SOURCE TEXT
━━━━━━━━━━━━━━━━━━━━━━━━━━━━━━
Philosophy - United Kingdom

Research topics

PROJECT

The Concept of Habit in Modern French Philosophy

This project addresses the concept of habit in modern French philosophy from the beginning of the nineteenth-century up to the present day. The project shows how the concept of habit is fundamental and pivotal in this period, and how competing schools of thought not only offer diverging views on habit, but also define and establish themselves in doing so. The fundamental question–one which is still an open question in contemporary thinking–is whether habit can be understood as a third-person, objective principle that could be explained mechanically, in the third person, in terms of efficient causal processes. The French tradition provides a range of vitalist, animist and phenomenological alternatives to mechanical hypotheses, and these alternatives have quite different consequences in relation to a range of philosophical issues, including the relation of mind and body, the nature of the self, the nature of memory, and the idea of the temporality—the ‘duration’—of the self as irreducible to time as measured by clocks.
━━━━━━━━━━━━━━━━━━━━━━━━━━━━━━
DATA EXCERPTS
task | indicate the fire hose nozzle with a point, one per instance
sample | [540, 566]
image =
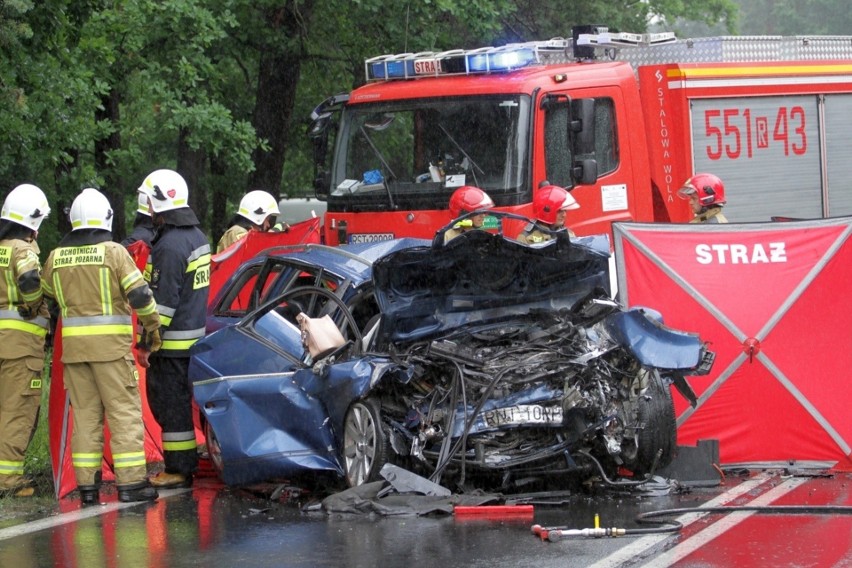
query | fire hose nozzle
[554, 535]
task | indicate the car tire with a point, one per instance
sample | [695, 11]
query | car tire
[365, 444]
[214, 450]
[655, 411]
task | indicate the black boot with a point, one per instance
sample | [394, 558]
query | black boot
[133, 492]
[88, 495]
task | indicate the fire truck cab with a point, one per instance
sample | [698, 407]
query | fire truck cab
[620, 120]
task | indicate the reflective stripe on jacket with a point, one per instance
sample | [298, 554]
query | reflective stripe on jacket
[180, 279]
[20, 337]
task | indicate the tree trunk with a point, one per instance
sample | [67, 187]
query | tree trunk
[278, 77]
[114, 188]
[191, 167]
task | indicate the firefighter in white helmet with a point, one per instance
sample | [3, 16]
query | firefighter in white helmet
[96, 285]
[179, 272]
[551, 204]
[24, 324]
[257, 212]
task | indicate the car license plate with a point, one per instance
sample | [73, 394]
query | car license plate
[523, 414]
[370, 237]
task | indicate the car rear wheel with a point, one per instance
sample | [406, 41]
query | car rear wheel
[365, 445]
[213, 449]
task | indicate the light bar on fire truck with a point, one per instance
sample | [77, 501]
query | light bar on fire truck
[465, 62]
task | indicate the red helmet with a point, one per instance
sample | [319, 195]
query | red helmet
[468, 198]
[550, 200]
[707, 187]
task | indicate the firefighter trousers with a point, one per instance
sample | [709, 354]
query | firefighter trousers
[170, 399]
[106, 389]
[20, 400]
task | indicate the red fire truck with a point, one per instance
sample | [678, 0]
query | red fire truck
[619, 119]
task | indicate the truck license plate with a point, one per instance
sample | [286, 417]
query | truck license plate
[370, 237]
[523, 414]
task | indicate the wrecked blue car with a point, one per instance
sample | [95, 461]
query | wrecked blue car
[487, 362]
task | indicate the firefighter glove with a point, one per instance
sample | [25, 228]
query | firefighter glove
[151, 340]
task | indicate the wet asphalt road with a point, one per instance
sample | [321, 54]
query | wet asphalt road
[214, 526]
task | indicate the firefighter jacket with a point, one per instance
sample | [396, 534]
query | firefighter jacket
[180, 280]
[712, 215]
[95, 283]
[21, 335]
[535, 233]
[232, 235]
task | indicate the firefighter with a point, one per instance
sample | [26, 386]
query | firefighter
━━━━━━━━━━━━━━━━━━━━━━━━━━━━━━
Continue the project description on habit in modern French philosophy, which appears above the records, from the point where it ends.

RESULT BELOW
The project examines a wealth of little-known and under-examined material in this tradition of French philosophy, and it does so with the aim of developing the possibilities of present-day reflection on habit. The project will contrast ideas about habit in this period with those advanced in the classical age of philosophy, and it will show how the nineteenth-century challenges the materialist and mechanistic paradigms that emerged in seventeenth-century thinking. The project will thereby reveal how French reflection on habit allows us to question and challenge dominant materialist paradigms concerning habit in the contemporary neurosciences. Notions of neural plasticity, for example, have come to prominence in the last decades of neuroscientific research, and it is crucial to situate these notions in the light of historical developments in order to evaluate them.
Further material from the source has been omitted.